Selected excerpt:

============

Dr. Alexander Crizzle (PhD) is a gerontologist and assistant professor in the School of Public Health at USask. (Photo: Submitted)

USask accelerating road safety research

New funding is helping drive new research at the University of Saskatchewan (USask) into making better drivers and safer roads.

By James Shewaga

Led by Dr. Alexander Crizzle (PhD), a gerontologist and assistant professor in the School of Public Health, the university is establishing the country’s first state-of-the-art road safety research hub. The new facility in the Health Sciences Building will feature high-tech car and truck simulators to assess and rehabilitate high-risk drivers, and will also be able to examine city street and highway design factors in road safety.

“I think there is a real nice opportunity to create a great research hub for road safety here,” said Crizzle. “We have the support from SGI (Saskatchewan Government Insurance) and many other partners and there is a lot of interest in using the simulators for various research studies. So we are excited about the possibilities that this will present.”

With funding from the likes of the Canadian Institutes of Health Research, Transport Canada, the Alberta Ministry of Labour, and the Canada Foundation for Innovation, Crizzle will accelerate his examination of all aspects of road safety with the new research hub. His work in developing systems to improve drivers and roads could help save lives and lead to significant financial savings for the health-care system.

============

Task instructions:
1. According to the article on road safety research at USask, in which building will the new research hub be located?
2. Summarize the article on road safety research at USask in two sentences.

(Records from a data collection)
============

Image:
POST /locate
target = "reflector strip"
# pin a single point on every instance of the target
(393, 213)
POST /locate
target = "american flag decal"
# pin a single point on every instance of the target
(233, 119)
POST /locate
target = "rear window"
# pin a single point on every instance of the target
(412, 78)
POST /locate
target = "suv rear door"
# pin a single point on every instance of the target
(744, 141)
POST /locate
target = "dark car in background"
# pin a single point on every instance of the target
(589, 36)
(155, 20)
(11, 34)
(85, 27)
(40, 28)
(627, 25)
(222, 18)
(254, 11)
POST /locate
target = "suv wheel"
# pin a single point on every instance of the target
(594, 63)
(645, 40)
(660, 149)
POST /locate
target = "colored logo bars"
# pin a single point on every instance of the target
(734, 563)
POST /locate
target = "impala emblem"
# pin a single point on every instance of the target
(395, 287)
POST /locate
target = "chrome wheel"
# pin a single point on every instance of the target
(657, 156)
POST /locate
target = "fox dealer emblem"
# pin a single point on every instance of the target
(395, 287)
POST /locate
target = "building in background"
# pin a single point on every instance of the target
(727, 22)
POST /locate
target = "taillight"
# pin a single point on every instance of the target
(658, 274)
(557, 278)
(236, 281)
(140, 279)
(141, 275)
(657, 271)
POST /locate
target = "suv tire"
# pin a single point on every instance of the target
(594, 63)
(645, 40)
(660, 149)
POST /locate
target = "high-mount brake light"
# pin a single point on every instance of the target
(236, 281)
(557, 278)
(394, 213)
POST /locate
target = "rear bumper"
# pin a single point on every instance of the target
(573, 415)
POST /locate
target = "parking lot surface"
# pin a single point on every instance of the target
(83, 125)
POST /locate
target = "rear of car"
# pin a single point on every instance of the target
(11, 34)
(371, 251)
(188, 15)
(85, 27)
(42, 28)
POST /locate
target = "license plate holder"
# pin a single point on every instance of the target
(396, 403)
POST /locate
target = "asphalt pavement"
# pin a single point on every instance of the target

============

Problem solutions:
1. The Health Sciences Building.

2. Led by Dr. Alexander Crizzle, a gerontologist and assistant professor in the School of Public Health, USask is establishing the country's first state-of-the-art road safety research hub, which will feature high-tech car and truck simulators to assess and rehabilitate high-risk drivers and will also examine street and highway design factors in road safety. With funding from sources including the Canadian Institutes of Health Research, Transport Canada, the Alberta Ministry of Labour, and the Canada Foundation for Innovation, the work could help save lives and lead to significant financial savings for the health-care system.